Set exercise:
Return each line of the listing below that contains the word "wall". Case counts.

Recorded information:
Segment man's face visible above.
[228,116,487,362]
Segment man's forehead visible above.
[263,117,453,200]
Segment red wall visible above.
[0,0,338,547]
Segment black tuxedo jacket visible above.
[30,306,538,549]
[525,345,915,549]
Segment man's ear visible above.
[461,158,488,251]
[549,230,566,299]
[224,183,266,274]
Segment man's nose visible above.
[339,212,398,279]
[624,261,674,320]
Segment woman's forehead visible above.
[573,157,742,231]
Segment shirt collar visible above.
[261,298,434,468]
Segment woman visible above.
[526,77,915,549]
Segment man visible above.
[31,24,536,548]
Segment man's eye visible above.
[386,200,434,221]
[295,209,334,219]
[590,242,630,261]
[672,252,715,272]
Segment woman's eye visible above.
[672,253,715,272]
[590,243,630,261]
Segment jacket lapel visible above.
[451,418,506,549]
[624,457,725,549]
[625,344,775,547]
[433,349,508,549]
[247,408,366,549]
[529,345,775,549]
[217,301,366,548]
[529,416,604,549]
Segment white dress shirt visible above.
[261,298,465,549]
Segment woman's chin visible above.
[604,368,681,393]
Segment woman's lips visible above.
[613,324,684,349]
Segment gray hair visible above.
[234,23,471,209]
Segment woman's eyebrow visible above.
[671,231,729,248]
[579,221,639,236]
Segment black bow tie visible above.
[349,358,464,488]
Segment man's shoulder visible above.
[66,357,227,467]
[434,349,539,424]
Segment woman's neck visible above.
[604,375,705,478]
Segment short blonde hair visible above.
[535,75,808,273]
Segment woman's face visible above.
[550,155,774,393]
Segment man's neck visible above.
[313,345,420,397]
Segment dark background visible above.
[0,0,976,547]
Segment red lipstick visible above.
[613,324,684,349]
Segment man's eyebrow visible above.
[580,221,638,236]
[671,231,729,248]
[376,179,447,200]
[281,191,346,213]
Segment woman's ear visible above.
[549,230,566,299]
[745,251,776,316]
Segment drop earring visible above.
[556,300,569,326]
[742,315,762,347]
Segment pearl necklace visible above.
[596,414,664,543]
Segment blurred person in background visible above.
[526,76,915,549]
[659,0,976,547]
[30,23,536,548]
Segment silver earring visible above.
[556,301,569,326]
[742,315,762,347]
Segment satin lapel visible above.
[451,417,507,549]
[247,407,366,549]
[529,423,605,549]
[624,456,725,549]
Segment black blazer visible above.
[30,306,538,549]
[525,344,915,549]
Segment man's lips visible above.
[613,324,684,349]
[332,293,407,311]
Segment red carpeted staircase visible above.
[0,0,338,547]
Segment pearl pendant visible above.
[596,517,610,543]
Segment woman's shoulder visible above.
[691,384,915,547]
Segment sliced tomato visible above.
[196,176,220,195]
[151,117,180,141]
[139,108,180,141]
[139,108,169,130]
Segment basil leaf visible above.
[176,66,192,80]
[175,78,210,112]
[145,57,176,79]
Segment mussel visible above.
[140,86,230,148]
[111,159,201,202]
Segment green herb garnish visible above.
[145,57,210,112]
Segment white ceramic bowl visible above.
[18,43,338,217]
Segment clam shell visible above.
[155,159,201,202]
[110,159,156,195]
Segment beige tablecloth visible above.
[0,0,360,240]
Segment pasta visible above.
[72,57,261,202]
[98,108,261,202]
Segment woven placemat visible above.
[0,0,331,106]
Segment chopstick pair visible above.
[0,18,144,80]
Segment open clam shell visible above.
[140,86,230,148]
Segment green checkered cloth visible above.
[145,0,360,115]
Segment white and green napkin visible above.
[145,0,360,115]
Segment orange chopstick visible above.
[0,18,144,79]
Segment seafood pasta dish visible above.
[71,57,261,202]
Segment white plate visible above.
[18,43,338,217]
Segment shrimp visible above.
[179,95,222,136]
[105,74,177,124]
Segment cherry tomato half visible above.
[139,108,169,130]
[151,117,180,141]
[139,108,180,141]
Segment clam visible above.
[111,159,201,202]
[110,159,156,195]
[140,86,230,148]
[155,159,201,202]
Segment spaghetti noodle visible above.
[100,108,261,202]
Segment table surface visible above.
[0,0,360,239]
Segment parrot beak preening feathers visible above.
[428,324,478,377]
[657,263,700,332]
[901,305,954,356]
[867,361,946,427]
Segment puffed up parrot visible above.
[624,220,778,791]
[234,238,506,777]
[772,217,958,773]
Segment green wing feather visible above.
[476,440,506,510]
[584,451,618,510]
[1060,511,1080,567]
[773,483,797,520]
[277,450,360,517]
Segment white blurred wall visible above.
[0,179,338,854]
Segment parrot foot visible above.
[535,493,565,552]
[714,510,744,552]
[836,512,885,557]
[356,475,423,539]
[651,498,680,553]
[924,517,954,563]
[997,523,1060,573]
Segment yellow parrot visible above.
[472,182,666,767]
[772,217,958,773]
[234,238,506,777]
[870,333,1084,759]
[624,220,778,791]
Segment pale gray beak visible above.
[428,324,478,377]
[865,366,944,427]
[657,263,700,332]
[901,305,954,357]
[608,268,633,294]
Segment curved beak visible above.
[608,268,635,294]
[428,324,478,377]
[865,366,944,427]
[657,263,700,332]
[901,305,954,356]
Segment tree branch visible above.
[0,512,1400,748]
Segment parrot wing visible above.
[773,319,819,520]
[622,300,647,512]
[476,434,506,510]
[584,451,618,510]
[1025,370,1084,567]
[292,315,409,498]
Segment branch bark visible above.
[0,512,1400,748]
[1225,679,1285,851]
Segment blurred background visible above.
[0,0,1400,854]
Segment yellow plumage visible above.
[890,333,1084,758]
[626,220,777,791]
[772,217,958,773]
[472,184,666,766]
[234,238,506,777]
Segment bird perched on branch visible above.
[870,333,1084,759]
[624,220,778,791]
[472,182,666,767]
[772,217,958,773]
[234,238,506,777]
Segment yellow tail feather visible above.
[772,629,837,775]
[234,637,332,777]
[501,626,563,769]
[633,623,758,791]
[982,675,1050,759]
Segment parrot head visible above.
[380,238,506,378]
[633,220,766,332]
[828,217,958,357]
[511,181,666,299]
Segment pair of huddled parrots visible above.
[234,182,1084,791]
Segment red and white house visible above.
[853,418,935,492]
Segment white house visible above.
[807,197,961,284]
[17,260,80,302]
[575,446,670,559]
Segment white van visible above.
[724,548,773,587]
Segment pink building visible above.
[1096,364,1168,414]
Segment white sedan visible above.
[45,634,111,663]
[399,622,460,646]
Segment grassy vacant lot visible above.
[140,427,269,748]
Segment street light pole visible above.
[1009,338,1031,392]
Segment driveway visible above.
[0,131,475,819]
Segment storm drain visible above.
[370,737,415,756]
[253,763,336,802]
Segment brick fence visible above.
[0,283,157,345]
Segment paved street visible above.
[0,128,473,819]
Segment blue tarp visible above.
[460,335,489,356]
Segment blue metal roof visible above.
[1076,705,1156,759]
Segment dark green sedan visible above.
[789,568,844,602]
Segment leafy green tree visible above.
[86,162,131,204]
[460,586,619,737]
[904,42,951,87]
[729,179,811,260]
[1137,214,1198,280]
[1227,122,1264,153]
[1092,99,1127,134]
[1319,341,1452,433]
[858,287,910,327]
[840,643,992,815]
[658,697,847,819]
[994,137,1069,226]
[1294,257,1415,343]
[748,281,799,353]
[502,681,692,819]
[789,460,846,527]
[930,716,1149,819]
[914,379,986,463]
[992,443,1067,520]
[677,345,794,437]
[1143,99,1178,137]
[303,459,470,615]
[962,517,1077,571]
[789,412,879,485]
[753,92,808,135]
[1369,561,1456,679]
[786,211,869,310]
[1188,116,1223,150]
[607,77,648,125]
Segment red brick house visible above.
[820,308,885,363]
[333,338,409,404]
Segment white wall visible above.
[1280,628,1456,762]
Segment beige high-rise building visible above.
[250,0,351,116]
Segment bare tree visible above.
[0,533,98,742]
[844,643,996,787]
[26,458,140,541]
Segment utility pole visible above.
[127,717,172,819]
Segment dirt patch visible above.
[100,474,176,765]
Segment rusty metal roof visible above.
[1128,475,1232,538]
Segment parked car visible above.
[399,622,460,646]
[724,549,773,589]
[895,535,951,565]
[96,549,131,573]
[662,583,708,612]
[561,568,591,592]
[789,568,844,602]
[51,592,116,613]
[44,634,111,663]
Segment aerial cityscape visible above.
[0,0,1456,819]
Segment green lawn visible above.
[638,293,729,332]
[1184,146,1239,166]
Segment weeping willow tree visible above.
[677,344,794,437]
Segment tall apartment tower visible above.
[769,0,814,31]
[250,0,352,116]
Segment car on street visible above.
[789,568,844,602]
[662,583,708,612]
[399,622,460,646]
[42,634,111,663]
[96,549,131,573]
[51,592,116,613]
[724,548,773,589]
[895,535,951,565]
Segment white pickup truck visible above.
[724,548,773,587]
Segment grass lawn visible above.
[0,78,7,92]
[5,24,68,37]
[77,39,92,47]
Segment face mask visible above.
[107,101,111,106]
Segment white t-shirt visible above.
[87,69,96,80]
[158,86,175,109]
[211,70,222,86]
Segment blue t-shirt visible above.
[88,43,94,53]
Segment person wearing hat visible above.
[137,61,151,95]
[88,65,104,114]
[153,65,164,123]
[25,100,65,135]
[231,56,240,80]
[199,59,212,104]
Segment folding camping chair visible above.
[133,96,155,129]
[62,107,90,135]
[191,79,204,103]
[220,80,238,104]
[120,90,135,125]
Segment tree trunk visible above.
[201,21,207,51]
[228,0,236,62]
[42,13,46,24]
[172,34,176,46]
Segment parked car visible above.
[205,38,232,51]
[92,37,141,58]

Output:
Segment red wall visible above.
Segment white blurred wall visible above.
Segment white wall visible above.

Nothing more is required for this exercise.